Description of the task:
Only one stretch of the data is wanted: the line containing "Referring to the image provided above, detect the black", the line containing "Referring to the image provided above, detect the sandy", and every line between them, copied exactly.

[[ Working data open ]]

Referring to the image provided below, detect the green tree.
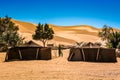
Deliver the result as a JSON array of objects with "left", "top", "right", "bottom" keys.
[
  {"left": 98, "top": 25, "right": 113, "bottom": 40},
  {"left": 106, "top": 31, "right": 120, "bottom": 48},
  {"left": 0, "top": 16, "right": 24, "bottom": 49},
  {"left": 99, "top": 25, "right": 120, "bottom": 48},
  {"left": 32, "top": 23, "right": 54, "bottom": 47}
]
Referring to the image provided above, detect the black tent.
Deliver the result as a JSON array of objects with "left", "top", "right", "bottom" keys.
[
  {"left": 68, "top": 48, "right": 117, "bottom": 62},
  {"left": 5, "top": 41, "right": 51, "bottom": 61}
]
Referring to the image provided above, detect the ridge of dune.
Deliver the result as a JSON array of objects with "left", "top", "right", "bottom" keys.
[
  {"left": 11, "top": 19, "right": 104, "bottom": 45},
  {"left": 12, "top": 19, "right": 36, "bottom": 33},
  {"left": 12, "top": 19, "right": 100, "bottom": 33},
  {"left": 49, "top": 24, "right": 100, "bottom": 32}
]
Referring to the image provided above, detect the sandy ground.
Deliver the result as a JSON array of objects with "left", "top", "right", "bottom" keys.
[{"left": 0, "top": 50, "right": 120, "bottom": 80}]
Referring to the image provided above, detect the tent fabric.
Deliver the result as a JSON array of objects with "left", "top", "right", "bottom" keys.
[
  {"left": 5, "top": 47, "right": 51, "bottom": 61},
  {"left": 68, "top": 48, "right": 117, "bottom": 62},
  {"left": 5, "top": 41, "right": 52, "bottom": 61},
  {"left": 5, "top": 47, "right": 20, "bottom": 60},
  {"left": 97, "top": 48, "right": 117, "bottom": 62},
  {"left": 82, "top": 48, "right": 99, "bottom": 61},
  {"left": 38, "top": 47, "right": 51, "bottom": 60},
  {"left": 68, "top": 48, "right": 83, "bottom": 61},
  {"left": 5, "top": 41, "right": 51, "bottom": 61},
  {"left": 17, "top": 47, "right": 39, "bottom": 60}
]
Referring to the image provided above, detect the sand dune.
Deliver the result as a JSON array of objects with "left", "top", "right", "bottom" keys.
[
  {"left": 55, "top": 31, "right": 99, "bottom": 42},
  {"left": 12, "top": 19, "right": 36, "bottom": 33},
  {"left": 11, "top": 19, "right": 103, "bottom": 45}
]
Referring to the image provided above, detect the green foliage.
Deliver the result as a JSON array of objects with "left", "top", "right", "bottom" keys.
[
  {"left": 99, "top": 25, "right": 120, "bottom": 48},
  {"left": 32, "top": 23, "right": 54, "bottom": 47},
  {"left": 108, "top": 32, "right": 120, "bottom": 48},
  {"left": 98, "top": 25, "right": 113, "bottom": 41},
  {"left": 2, "top": 31, "right": 24, "bottom": 47},
  {"left": 0, "top": 16, "right": 24, "bottom": 49}
]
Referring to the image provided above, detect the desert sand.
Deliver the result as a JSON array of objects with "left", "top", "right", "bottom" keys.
[
  {"left": 12, "top": 20, "right": 102, "bottom": 46},
  {"left": 0, "top": 50, "right": 120, "bottom": 80},
  {"left": 0, "top": 20, "right": 119, "bottom": 80}
]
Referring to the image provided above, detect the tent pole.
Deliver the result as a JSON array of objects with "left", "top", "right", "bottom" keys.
[
  {"left": 36, "top": 48, "right": 39, "bottom": 59},
  {"left": 96, "top": 48, "right": 100, "bottom": 61},
  {"left": 18, "top": 49, "right": 22, "bottom": 60},
  {"left": 81, "top": 48, "right": 85, "bottom": 61},
  {"left": 68, "top": 49, "right": 74, "bottom": 61},
  {"left": 5, "top": 52, "right": 8, "bottom": 61}
]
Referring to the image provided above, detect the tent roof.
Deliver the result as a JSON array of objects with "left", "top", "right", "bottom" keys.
[{"left": 18, "top": 41, "right": 41, "bottom": 47}]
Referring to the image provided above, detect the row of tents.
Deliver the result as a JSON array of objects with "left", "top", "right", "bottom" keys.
[{"left": 5, "top": 41, "right": 117, "bottom": 62}]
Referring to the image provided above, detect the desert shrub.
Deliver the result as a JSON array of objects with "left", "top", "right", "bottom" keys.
[
  {"left": 99, "top": 25, "right": 120, "bottom": 48},
  {"left": 58, "top": 44, "right": 63, "bottom": 57}
]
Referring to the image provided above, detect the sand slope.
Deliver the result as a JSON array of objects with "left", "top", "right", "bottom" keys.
[{"left": 12, "top": 19, "right": 101, "bottom": 45}]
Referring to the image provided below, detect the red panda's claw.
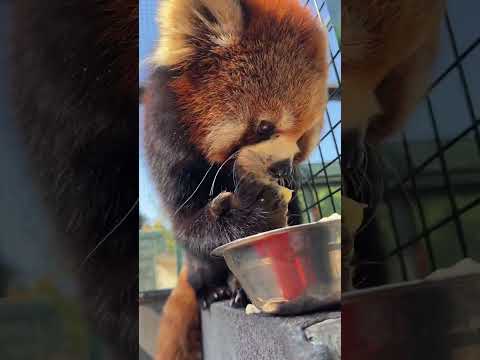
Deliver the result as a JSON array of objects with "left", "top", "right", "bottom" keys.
[
  {"left": 230, "top": 288, "right": 249, "bottom": 309},
  {"left": 200, "top": 286, "right": 232, "bottom": 309}
]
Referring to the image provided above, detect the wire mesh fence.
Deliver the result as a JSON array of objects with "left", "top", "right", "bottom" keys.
[
  {"left": 296, "top": 0, "right": 342, "bottom": 223},
  {"left": 361, "top": 1, "right": 480, "bottom": 285}
]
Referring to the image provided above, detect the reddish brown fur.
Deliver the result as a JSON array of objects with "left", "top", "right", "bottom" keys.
[
  {"left": 156, "top": 265, "right": 201, "bottom": 360},
  {"left": 167, "top": 0, "right": 328, "bottom": 164}
]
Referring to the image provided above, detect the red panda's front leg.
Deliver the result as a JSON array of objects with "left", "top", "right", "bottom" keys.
[
  {"left": 175, "top": 174, "right": 290, "bottom": 258},
  {"left": 174, "top": 174, "right": 290, "bottom": 307}
]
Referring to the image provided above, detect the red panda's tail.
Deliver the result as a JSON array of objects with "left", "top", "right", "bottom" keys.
[{"left": 155, "top": 264, "right": 202, "bottom": 360}]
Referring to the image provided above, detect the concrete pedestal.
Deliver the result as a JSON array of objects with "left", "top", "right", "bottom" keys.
[{"left": 201, "top": 301, "right": 340, "bottom": 360}]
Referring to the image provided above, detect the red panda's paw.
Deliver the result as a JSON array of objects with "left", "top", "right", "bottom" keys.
[
  {"left": 209, "top": 191, "right": 238, "bottom": 218},
  {"left": 233, "top": 174, "right": 289, "bottom": 228},
  {"left": 209, "top": 180, "right": 289, "bottom": 223},
  {"left": 199, "top": 285, "right": 232, "bottom": 309},
  {"left": 234, "top": 174, "right": 287, "bottom": 210},
  {"left": 258, "top": 184, "right": 290, "bottom": 215}
]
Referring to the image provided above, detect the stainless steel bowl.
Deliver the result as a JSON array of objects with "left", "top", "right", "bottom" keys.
[{"left": 212, "top": 215, "right": 341, "bottom": 315}]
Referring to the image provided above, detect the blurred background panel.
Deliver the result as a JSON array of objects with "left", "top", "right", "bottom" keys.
[
  {"left": 357, "top": 0, "right": 480, "bottom": 287},
  {"left": 0, "top": 1, "right": 131, "bottom": 358}
]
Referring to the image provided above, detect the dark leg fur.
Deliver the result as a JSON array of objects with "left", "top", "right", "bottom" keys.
[{"left": 182, "top": 173, "right": 290, "bottom": 307}]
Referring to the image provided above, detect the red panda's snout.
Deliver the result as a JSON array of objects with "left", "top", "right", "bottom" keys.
[
  {"left": 269, "top": 159, "right": 294, "bottom": 179},
  {"left": 236, "top": 134, "right": 300, "bottom": 183}
]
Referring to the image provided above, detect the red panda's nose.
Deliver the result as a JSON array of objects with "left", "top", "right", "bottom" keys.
[{"left": 269, "top": 159, "right": 293, "bottom": 178}]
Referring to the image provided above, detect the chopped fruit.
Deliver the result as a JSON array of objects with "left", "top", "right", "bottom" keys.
[
  {"left": 261, "top": 299, "right": 287, "bottom": 313},
  {"left": 278, "top": 186, "right": 293, "bottom": 203}
]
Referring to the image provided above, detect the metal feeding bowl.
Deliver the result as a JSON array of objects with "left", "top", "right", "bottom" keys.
[{"left": 212, "top": 214, "right": 341, "bottom": 315}]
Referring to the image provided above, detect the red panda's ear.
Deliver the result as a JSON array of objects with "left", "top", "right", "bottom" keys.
[
  {"left": 152, "top": 0, "right": 245, "bottom": 68},
  {"left": 197, "top": 0, "right": 245, "bottom": 43}
]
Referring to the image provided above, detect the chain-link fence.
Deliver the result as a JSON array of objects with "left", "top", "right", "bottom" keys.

[[ Working data closed ]]

Output for this exercise:
Referring to the image provided above, detect the black tent.
Deliver the result as a JSON array of objects with "left", "top", "right", "bottom" keys.
[
  {"left": 68, "top": 48, "right": 117, "bottom": 62},
  {"left": 5, "top": 41, "right": 51, "bottom": 61}
]
Referring to the image provided above, detect the ridge of dune.
Deliver the result as a JSON array of objects with "left", "top", "right", "bottom" keys.
[
  {"left": 11, "top": 19, "right": 104, "bottom": 45},
  {"left": 12, "top": 19, "right": 36, "bottom": 33},
  {"left": 12, "top": 19, "right": 100, "bottom": 33},
  {"left": 49, "top": 24, "right": 100, "bottom": 32}
]
Referring to the image provided above, detect the sandy ground.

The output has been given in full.